Exercise details:
Extract every line of the records that contains the word "drawer", treating uppercase and lowercase letters as different.

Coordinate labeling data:
▶

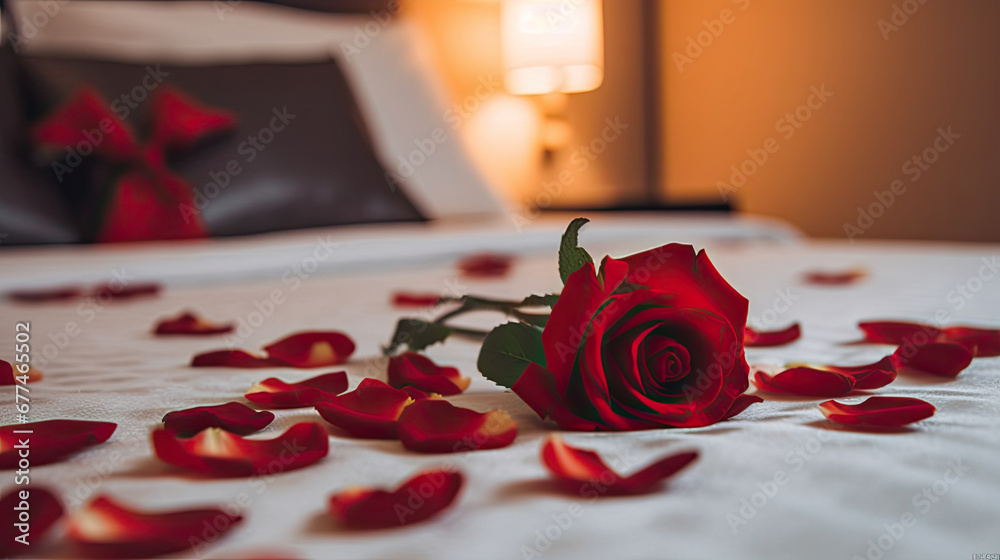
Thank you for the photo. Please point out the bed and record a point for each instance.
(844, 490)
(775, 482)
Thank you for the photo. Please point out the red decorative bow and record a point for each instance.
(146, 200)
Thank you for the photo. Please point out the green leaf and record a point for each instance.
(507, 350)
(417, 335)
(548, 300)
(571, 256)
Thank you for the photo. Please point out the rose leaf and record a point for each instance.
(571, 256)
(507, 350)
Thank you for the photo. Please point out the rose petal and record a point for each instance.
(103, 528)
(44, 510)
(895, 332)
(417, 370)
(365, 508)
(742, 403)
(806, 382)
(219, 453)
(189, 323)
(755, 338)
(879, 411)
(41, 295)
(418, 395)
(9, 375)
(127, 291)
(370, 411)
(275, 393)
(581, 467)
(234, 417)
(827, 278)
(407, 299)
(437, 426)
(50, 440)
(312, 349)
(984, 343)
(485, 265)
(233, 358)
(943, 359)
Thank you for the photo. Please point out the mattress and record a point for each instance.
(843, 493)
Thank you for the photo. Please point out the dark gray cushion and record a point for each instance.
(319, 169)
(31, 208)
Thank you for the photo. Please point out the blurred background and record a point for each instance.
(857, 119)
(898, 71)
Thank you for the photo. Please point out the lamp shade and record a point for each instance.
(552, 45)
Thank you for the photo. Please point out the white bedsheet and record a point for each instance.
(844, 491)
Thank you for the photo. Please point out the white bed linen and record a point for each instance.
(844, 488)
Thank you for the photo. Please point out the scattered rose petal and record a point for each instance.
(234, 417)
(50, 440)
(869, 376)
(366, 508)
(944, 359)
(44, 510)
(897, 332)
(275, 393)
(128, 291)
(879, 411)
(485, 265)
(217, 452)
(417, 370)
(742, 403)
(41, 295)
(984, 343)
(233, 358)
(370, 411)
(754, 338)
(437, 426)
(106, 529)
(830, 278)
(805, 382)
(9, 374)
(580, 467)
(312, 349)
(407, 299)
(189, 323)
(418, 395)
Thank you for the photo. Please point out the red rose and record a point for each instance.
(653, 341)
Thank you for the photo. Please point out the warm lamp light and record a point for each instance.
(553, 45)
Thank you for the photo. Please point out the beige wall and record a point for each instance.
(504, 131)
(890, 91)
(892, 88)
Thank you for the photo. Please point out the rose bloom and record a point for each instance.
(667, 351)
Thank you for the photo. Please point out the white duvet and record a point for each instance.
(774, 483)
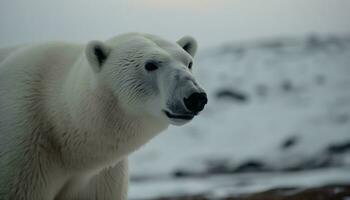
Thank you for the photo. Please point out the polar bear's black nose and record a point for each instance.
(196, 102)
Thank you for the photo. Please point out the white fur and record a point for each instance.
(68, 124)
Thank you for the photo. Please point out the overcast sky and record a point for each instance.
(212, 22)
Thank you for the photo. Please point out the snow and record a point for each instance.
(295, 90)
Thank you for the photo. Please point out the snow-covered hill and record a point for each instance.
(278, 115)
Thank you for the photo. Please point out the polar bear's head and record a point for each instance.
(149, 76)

◀
▶

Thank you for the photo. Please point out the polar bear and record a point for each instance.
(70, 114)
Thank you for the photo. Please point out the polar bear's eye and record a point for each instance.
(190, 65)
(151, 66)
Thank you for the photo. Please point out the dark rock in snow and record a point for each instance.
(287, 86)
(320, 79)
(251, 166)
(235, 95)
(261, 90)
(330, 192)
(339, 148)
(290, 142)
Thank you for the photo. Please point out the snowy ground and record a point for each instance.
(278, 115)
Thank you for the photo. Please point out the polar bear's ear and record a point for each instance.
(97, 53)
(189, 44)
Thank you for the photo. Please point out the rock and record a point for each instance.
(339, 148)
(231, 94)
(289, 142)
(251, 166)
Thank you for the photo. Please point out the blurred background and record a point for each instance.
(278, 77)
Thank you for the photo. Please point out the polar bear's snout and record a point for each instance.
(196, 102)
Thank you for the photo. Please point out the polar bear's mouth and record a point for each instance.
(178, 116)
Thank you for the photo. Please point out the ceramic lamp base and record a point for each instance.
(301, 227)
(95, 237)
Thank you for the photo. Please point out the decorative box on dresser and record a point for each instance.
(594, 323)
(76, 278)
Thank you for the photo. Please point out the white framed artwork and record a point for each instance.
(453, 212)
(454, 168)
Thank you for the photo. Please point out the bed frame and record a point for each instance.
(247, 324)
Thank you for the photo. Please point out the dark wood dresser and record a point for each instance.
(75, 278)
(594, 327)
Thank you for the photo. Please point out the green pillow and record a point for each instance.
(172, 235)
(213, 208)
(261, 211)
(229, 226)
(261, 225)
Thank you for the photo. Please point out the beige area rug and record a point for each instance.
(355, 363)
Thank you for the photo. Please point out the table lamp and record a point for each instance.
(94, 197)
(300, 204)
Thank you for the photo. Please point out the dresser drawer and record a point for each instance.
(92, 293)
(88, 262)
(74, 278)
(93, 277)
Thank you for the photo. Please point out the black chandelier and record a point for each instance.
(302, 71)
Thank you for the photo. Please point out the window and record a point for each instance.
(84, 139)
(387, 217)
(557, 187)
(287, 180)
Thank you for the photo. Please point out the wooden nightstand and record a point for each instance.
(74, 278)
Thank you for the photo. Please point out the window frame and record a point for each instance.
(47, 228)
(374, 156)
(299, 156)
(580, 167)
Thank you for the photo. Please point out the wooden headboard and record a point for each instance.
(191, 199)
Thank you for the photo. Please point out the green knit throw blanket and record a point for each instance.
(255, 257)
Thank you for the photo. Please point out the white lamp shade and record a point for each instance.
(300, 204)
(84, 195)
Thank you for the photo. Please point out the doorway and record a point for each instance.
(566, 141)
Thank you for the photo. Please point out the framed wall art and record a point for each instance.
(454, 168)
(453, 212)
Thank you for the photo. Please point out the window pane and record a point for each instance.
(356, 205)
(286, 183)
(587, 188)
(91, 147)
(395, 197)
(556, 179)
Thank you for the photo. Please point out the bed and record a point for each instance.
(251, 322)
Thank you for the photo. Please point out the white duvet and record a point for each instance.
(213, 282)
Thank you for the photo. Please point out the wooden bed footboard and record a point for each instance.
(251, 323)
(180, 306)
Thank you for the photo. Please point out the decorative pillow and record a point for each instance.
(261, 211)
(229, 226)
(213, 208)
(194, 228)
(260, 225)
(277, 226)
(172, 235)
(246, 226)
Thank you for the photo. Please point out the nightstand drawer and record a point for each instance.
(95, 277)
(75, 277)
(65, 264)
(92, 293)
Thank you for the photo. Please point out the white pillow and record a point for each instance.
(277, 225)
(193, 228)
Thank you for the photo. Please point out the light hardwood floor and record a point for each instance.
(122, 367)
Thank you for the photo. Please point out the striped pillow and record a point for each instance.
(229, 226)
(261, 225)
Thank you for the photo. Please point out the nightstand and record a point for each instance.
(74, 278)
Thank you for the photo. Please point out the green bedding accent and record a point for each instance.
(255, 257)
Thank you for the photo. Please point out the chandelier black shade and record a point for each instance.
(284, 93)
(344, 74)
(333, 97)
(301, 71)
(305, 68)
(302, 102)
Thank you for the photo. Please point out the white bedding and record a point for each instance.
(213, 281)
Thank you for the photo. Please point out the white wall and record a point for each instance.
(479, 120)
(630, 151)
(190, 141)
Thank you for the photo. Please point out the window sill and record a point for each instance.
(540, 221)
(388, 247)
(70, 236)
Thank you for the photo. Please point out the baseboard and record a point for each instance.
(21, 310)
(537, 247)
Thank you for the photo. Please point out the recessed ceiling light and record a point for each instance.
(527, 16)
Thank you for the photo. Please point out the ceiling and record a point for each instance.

◀

Expected answer:
Thank you for the photo. Please point out the dresser drawer and record a point for each instance.
Thank you for the photo. Please point out the nightstand drawer and record a point for each instance.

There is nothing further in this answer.